═══ The records

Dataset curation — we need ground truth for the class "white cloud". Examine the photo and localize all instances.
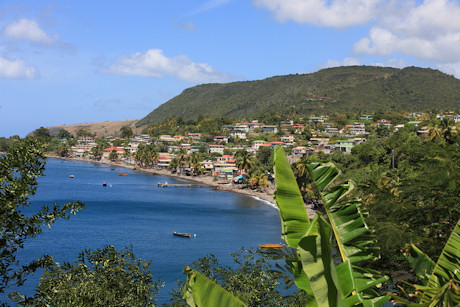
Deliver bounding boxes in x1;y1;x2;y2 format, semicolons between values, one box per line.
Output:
4;19;58;44
102;49;234;83
253;0;382;28
0;57;38;79
354;0;460;63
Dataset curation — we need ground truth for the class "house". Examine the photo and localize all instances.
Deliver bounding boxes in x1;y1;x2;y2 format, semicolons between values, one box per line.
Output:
291;146;311;160
308;116;324;123
324;127;340;136
102;146;125;160
200;160;214;173
214;135;228;144
173;134;185;141
235;120;265;132
407;120;422;127
208;144;224;155
212;155;235;164
335;140;355;154
251;140;267;151
377;119;391;128
270;142;286;148
158;134;175;142
346;123;366;135
260;125;278;133
359;114;374;120
187;133;201;140
78;136;94;144
72;144;94;158
228;130;246;140
157;153;176;168
280;134;295;145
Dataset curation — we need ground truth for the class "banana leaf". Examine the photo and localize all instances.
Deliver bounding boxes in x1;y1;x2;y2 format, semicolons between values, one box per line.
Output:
416;220;460;304
302;163;390;306
406;244;435;285
307;163;379;264
274;147;310;247
183;267;247;307
298;215;345;307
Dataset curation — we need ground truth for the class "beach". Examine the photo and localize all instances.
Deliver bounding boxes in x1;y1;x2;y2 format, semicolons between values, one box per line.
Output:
47;155;276;206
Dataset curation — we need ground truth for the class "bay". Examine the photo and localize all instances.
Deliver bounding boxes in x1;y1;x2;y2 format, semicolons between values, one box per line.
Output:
8;159;281;304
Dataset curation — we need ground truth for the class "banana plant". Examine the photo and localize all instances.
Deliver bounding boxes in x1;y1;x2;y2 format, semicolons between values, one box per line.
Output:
394;220;460;306
183;148;390;307
274;148;390;306
183;267;247;307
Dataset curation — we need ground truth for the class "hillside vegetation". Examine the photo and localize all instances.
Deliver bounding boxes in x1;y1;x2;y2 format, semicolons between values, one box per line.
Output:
47;120;141;136
136;66;460;127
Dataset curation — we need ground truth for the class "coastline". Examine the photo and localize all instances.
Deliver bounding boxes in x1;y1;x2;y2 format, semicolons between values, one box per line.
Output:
46;155;278;209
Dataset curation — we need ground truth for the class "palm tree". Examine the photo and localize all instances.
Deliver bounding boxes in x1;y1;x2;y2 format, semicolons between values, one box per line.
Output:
235;149;253;173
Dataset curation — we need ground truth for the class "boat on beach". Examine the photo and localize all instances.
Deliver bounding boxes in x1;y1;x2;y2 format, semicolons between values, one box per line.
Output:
173;231;192;238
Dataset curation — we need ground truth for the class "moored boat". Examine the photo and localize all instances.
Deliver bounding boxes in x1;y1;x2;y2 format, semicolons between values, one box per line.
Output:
259;244;284;248
173;231;192;238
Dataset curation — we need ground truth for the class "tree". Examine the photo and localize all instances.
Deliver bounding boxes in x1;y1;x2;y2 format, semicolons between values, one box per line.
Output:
56;143;72;157
0;139;84;293
76;128;96;138
184;148;390;306
56;129;73;141
235;149;253;172
393;220;460;306
109;149;118;162
120;126;134;139
33;127;51;143
12;245;164;307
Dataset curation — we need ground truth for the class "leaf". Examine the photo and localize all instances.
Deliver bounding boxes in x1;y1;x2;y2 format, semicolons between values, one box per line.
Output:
306;163;390;306
298;215;345;307
274;147;310;247
406;244;435;285
416;220;460;303
183;267;246;307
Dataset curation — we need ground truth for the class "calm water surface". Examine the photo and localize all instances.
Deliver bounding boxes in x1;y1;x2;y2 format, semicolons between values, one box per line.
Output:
9;159;281;303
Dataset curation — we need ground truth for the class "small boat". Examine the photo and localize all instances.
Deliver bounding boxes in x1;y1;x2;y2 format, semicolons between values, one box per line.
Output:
173;231;192;238
259;244;284;248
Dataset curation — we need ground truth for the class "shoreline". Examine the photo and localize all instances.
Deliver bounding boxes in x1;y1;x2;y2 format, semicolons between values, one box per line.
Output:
46;155;278;209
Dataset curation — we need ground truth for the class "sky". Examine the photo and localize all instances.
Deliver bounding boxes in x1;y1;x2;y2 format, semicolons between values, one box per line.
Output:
0;0;460;137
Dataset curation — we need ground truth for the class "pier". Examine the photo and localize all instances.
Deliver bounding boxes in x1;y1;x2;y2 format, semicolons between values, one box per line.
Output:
158;182;206;188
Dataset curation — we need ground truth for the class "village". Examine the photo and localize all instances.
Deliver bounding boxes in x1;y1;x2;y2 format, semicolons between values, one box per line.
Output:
62;113;460;186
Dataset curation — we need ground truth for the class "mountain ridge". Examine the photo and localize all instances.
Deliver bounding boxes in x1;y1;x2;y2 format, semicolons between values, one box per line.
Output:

══════

What the exercise asks ::
Gather each line from the material above that contains the word "leaf" and copy those lines in full.

Response to the exercise ::
Dataset curation — we need ground truth for the class "banana leaf". Examine the photo and localize all instances.
Dataset curation — we need ground truth for the class "leaf". Examine the photo and localize all instances.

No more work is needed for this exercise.